WHAT IS BEING ASKED
The records are to be copied in their entirety, exactly as given.
(DATA PROVIDED)
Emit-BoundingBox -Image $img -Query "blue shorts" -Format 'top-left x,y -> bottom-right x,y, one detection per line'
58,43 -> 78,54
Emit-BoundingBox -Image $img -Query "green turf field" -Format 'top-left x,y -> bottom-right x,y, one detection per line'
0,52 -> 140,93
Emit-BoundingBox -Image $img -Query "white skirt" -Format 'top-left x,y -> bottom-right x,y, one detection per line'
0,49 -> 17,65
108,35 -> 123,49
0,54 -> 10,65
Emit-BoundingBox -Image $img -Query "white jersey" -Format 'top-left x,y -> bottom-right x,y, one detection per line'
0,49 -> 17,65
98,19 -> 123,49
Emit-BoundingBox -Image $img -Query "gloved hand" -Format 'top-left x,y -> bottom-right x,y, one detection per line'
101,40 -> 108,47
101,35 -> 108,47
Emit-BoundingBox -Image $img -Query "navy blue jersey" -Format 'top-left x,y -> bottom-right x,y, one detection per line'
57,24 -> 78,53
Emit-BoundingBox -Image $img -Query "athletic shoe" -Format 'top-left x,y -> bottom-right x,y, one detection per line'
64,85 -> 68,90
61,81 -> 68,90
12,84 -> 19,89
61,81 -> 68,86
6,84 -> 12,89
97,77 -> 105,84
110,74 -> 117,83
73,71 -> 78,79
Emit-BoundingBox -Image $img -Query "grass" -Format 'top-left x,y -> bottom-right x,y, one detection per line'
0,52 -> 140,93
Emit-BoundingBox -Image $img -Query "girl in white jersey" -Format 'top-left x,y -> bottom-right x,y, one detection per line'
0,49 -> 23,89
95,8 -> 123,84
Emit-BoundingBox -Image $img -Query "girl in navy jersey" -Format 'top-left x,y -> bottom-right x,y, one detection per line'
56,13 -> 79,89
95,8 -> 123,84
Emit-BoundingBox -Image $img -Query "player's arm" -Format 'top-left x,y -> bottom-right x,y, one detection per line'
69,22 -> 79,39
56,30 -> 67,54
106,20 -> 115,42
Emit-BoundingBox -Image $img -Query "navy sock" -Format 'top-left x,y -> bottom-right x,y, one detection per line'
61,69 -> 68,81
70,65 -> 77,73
(End DATA PROVIDED)
YOUR RESPONSE
Emit-BoundingBox -Image $img -Query "blue shorts" -Format 'top-left x,y -> bottom-right x,y, one detection per line'
58,43 -> 78,54
Emit-BoundingBox -Image $img -Query "green turf field" -Format 'top-left x,y -> bottom-right x,y, one detection per line'
0,52 -> 140,93
Emit-BoundingBox -Image $img -Query "white skirt" -Format 'top-left x,y -> bottom-right x,y, one detection per line'
0,49 -> 17,65
108,35 -> 123,49
0,54 -> 10,65
Emit-BoundingBox -Image $img -Query "white jersey" -Format 'top-left x,y -> bottom-right x,y, one detection per line'
0,49 -> 17,65
98,19 -> 123,49
Emit-BoundingBox -Image $img -Query "gloved hand" -Format 'top-left x,y -> bottom-right x,y, one detection per line'
101,40 -> 108,47
101,35 -> 108,47
Emit-BoundingBox -Image $img -Query "navy blue jersey" -Format 'top-left x,y -> bottom-right x,y, one detection per line'
57,24 -> 78,53
Emit-BoundingBox -Image $img -Query "athletic shoe" -Format 'top-left x,y -> bottom-right x,y, one detection per line'
64,85 -> 68,90
61,81 -> 68,90
12,84 -> 19,89
61,81 -> 68,86
6,84 -> 12,89
97,77 -> 105,84
110,74 -> 117,83
73,71 -> 78,79
Emit-BoundingBox -Image $img -Query "grass" -Format 'top-left x,y -> bottom-right x,y, one detection per line'
0,52 -> 140,93
Emit-BoundingBox -Image $img -Query "girl in white jersey" -Format 'top-left x,y -> bottom-right x,y, one detection per line'
0,49 -> 23,89
95,8 -> 123,84
Emit-BoundingBox -Image $img -Query "girl in navy jersey" -Format 'top-left x,y -> bottom-right x,y, one detection per line'
56,13 -> 79,89
95,8 -> 123,84
Emit-BoundingBox -Image $img -Query "player's arm" -Format 'top-left x,y -> bottom-right x,y, one detection per line'
69,22 -> 79,39
56,30 -> 67,54
106,20 -> 115,42
Emit-BoundingBox -Image $img -Query "navy sock" -Format 'top-left x,y -> bottom-right x,y, one detection per line'
61,69 -> 68,81
70,65 -> 77,73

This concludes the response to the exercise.